_WHAT IS EXPECTED_: Could you print every line of the records from the start up to and including the line that contains "[496,239,506,251]", without the pictures?

_DATA EXTRACT_:
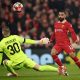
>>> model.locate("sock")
[3,61,16,74]
[72,57,80,68]
[52,55,63,66]
[39,65,58,72]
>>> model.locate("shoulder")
[66,21,72,25]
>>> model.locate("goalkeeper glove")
[40,38,50,44]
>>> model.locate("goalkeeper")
[0,27,58,76]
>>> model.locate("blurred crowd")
[0,0,80,48]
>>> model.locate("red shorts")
[53,44,75,54]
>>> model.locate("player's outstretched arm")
[25,38,49,44]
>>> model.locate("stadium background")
[0,0,80,64]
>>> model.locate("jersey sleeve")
[15,35,25,44]
[67,23,77,42]
[50,32,55,42]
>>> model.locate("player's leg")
[64,45,80,68]
[34,64,58,72]
[51,45,63,66]
[51,44,68,76]
[3,59,17,76]
[24,58,58,71]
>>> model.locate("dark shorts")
[53,44,75,54]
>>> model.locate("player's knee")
[51,49,57,55]
[3,59,8,65]
[3,59,11,66]
[69,52,75,58]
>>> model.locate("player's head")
[58,10,66,22]
[2,27,10,37]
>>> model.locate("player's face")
[58,12,66,21]
[2,28,10,37]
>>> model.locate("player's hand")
[40,38,50,44]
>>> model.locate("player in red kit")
[50,11,80,75]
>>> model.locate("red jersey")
[50,20,77,44]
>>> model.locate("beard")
[58,17,64,22]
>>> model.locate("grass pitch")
[0,65,80,80]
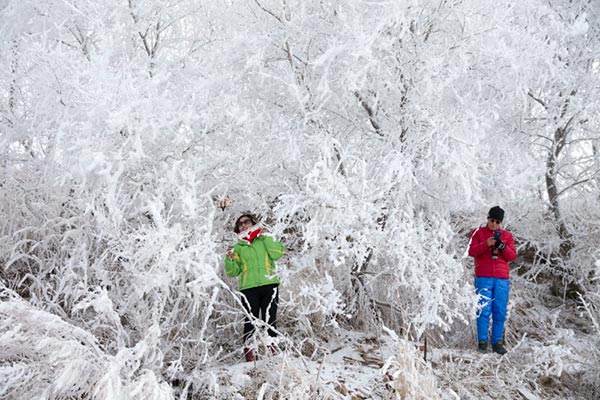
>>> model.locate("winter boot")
[492,340,507,356]
[477,340,487,353]
[244,347,256,362]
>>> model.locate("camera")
[492,231,506,260]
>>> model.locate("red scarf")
[238,228,262,243]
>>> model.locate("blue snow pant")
[475,277,510,344]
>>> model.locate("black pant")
[242,284,279,343]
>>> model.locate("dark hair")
[233,214,256,233]
[488,206,504,222]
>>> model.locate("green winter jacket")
[225,235,285,290]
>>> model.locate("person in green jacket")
[225,214,285,361]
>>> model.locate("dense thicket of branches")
[0,0,600,399]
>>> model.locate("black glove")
[496,239,506,251]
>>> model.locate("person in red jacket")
[469,206,517,355]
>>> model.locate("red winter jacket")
[469,225,517,279]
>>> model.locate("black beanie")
[488,206,504,221]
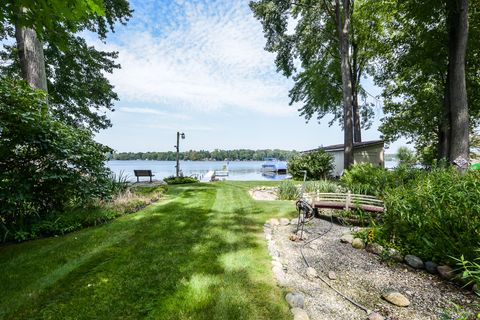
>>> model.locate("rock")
[383,291,410,307]
[307,267,318,278]
[425,261,438,274]
[290,308,310,320]
[285,292,305,309]
[352,238,365,249]
[272,266,287,287]
[437,266,455,280]
[328,271,337,280]
[387,248,403,262]
[365,243,383,255]
[340,234,353,243]
[268,218,280,227]
[405,254,423,269]
[368,312,385,320]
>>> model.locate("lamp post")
[175,131,185,178]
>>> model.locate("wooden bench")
[305,192,385,213]
[133,170,154,182]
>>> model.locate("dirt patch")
[265,215,480,320]
[248,187,277,201]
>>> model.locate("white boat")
[262,158,287,173]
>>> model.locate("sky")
[93,0,404,153]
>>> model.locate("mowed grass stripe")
[0,182,292,319]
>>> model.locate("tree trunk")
[335,0,353,170]
[447,0,470,172]
[438,71,453,162]
[15,25,48,92]
[352,88,362,142]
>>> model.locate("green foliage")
[0,0,131,131]
[163,176,199,184]
[288,150,334,180]
[340,163,422,198]
[382,168,480,262]
[277,180,300,200]
[0,78,112,241]
[305,180,339,193]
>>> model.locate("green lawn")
[0,182,294,319]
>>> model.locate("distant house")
[305,140,385,177]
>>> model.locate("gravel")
[269,219,480,320]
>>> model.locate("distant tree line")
[111,149,297,161]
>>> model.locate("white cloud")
[92,0,296,115]
[118,107,191,120]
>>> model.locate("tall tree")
[369,0,480,165]
[0,0,131,131]
[250,0,371,168]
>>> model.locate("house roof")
[304,140,384,153]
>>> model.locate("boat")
[262,158,287,173]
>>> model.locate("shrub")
[288,150,334,180]
[0,78,112,238]
[340,163,425,198]
[305,180,338,193]
[163,176,199,184]
[382,168,480,262]
[277,180,300,200]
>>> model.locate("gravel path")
[265,219,480,320]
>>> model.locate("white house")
[305,140,385,177]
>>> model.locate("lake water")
[107,160,289,181]
[107,160,397,181]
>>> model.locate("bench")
[133,170,154,182]
[305,192,385,213]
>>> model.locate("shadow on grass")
[0,184,290,319]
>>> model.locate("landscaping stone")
[328,271,337,280]
[368,312,385,320]
[383,291,410,307]
[268,218,280,227]
[352,238,365,249]
[387,248,403,262]
[307,267,318,278]
[365,243,383,255]
[405,254,424,269]
[425,261,438,274]
[285,292,305,309]
[290,308,310,320]
[340,234,353,243]
[272,266,287,287]
[437,266,455,280]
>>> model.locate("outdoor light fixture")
[175,131,185,178]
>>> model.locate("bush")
[277,180,300,200]
[0,78,112,238]
[163,176,199,184]
[305,180,339,193]
[340,163,425,198]
[382,168,480,262]
[288,150,334,180]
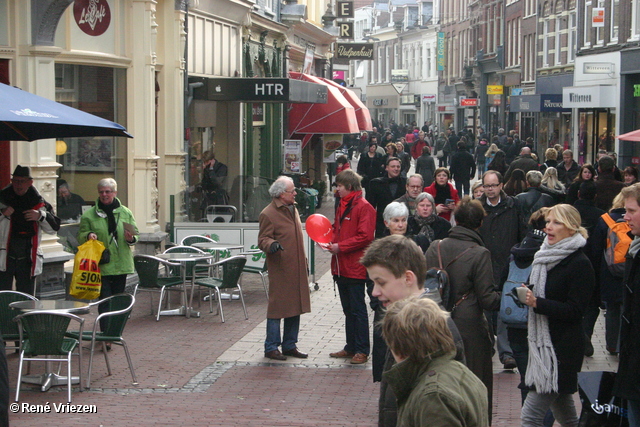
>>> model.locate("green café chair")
[0,291,38,349]
[195,255,249,323]
[15,310,84,402]
[67,293,138,388]
[180,234,216,246]
[133,254,182,321]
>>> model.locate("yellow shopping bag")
[69,240,104,300]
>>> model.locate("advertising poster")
[322,133,342,163]
[283,139,302,172]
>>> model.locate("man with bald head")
[504,146,540,182]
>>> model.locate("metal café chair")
[195,255,249,323]
[0,291,38,349]
[240,249,269,299]
[133,254,183,321]
[15,310,84,402]
[67,293,138,388]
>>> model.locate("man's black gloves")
[269,242,284,254]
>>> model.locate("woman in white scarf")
[521,204,595,427]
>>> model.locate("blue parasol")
[0,83,133,141]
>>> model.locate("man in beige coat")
[258,176,311,360]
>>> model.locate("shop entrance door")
[578,109,616,164]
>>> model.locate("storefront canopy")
[189,77,327,105]
[617,129,640,142]
[321,78,373,132]
[289,72,360,135]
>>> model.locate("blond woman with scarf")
[521,204,595,427]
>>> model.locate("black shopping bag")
[578,371,629,427]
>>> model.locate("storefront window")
[55,64,128,217]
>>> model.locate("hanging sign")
[73,0,111,36]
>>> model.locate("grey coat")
[426,225,500,418]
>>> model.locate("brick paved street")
[8,188,617,427]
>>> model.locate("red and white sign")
[591,7,604,28]
[73,0,111,36]
[422,93,436,104]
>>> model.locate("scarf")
[413,209,438,244]
[525,233,587,393]
[629,236,640,258]
[98,199,120,246]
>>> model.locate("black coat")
[534,250,595,393]
[515,187,556,226]
[596,173,624,211]
[356,152,382,190]
[478,191,526,284]
[449,148,476,182]
[504,154,538,182]
[366,176,407,238]
[556,160,580,187]
[613,247,640,401]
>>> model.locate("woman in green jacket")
[78,178,138,328]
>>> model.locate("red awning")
[321,78,373,132]
[289,72,360,135]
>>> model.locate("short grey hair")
[527,171,542,187]
[269,176,293,198]
[407,173,424,187]
[98,178,118,191]
[382,202,409,222]
[416,193,436,208]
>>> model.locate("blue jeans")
[264,316,300,353]
[520,390,578,427]
[627,400,640,427]
[334,276,370,356]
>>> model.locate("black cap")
[13,165,32,179]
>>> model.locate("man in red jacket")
[326,169,376,364]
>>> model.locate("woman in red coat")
[424,168,460,221]
[325,169,376,364]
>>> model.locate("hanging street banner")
[335,43,373,60]
[436,33,445,71]
[391,70,409,93]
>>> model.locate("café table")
[156,252,214,318]
[9,300,91,391]
[191,242,244,301]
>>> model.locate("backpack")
[601,213,631,277]
[424,240,476,313]
[500,259,533,329]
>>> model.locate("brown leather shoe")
[282,347,309,359]
[351,353,369,365]
[264,350,287,360]
[329,350,356,359]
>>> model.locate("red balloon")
[305,214,333,243]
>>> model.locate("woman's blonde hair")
[381,296,456,362]
[484,144,500,157]
[545,203,589,239]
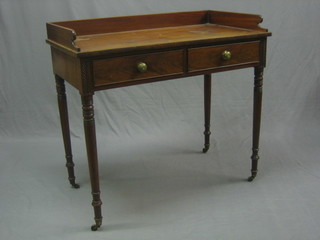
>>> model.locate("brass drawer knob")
[137,62,148,73]
[222,50,232,61]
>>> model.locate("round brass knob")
[222,50,232,61]
[137,62,148,73]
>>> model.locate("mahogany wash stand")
[47,10,271,231]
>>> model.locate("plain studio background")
[0,0,320,240]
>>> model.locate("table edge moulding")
[46,10,271,230]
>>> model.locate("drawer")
[188,42,260,72]
[93,50,183,86]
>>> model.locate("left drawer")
[93,50,183,86]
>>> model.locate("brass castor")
[202,144,210,153]
[91,219,102,231]
[71,183,80,189]
[248,172,257,182]
[91,224,100,231]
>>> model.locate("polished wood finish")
[202,74,211,153]
[93,50,183,86]
[188,42,260,72]
[55,75,79,188]
[47,10,271,230]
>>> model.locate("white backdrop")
[0,0,320,239]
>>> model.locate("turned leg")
[248,67,263,182]
[55,75,79,188]
[202,74,211,153]
[82,95,102,231]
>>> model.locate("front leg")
[248,67,263,182]
[55,75,79,188]
[202,74,211,153]
[82,94,102,231]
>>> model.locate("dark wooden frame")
[47,10,271,230]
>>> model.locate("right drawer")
[188,42,260,72]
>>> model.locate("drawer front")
[93,50,183,86]
[188,42,260,72]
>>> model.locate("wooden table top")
[75,23,265,53]
[47,10,271,56]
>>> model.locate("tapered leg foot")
[202,144,210,153]
[69,180,80,189]
[91,219,102,231]
[202,74,211,153]
[248,172,257,182]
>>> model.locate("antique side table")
[47,10,271,230]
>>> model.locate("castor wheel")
[248,172,257,182]
[91,224,100,231]
[202,145,210,153]
[71,183,80,189]
[91,218,102,231]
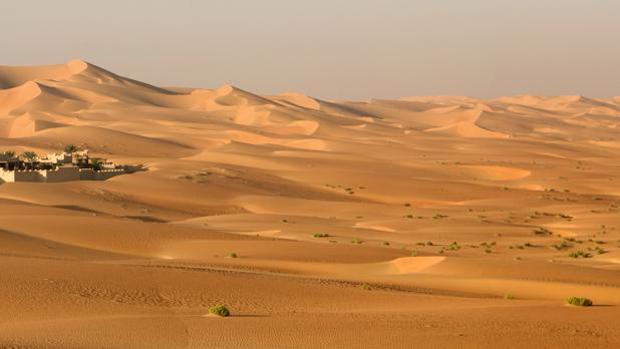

_EXERCISE RESULT_:
>>> model.locate("sock")
[3,61,16,74]
[72,57,80,68]
[52,55,63,66]
[39,65,58,72]
>>> model.locate("shoulder")
[66,21,72,25]
>>> model.locate("goalkeeper glove")
[40,38,50,44]
>>> model.locate("goalkeeper")
[0,27,58,76]
>>> model.locate("blurred crowd")
[0,0,80,48]
>>> model.locate("red shorts")
[53,44,75,54]
>>> model.locate("player's outstretched arm")
[25,38,49,44]
>>> model.locate("stadium background")
[0,0,80,64]
>>> model.locate("jersey sleeve")
[15,35,25,44]
[67,23,77,42]
[50,32,55,42]
>>> model.locate("player's leg")
[64,45,80,68]
[34,64,58,72]
[51,45,63,66]
[51,44,68,76]
[3,59,17,76]
[24,58,58,71]
>>> model.locate("dark shorts")
[53,44,75,54]
>>> model.locate("player's knee")
[51,49,57,55]
[3,59,8,65]
[3,59,11,66]
[69,52,75,58]
>>> model.locate("player's head")
[58,10,66,22]
[2,27,10,37]
>>> model.locate("player's face")
[58,12,66,21]
[2,28,10,37]
>>> model.locate("player's hand")
[40,38,50,44]
>>> model.locate("player in red kit")
[50,11,80,75]
>>> model.locate("red jersey")
[50,20,77,44]
>>> model.locate("beard")
[58,17,64,22]
>>> model.locate("grass pitch")
[0,65,80,80]
>>> model.locate("winter boot")
[492,340,507,356]
[477,340,487,353]
[244,347,256,362]
>>> model.locate("camera")
[492,231,506,260]
>>> model.locate("red scarf")
[238,228,262,243]
>>> model.locate("blue snow pant")
[475,277,510,344]
>>> model.locate("black pant")
[242,284,279,343]
>>> model.locate("dark hair")
[233,214,256,233]
[488,206,504,222]
>>> model.locate("green winter jacket")
[225,235,285,290]
>>> model.locate("person in green jacket")
[225,214,285,361]
>>> model.locate("dense thicket of branches")
[0,0,600,399]
>>> model.locate("black glove")
[496,239,506,251]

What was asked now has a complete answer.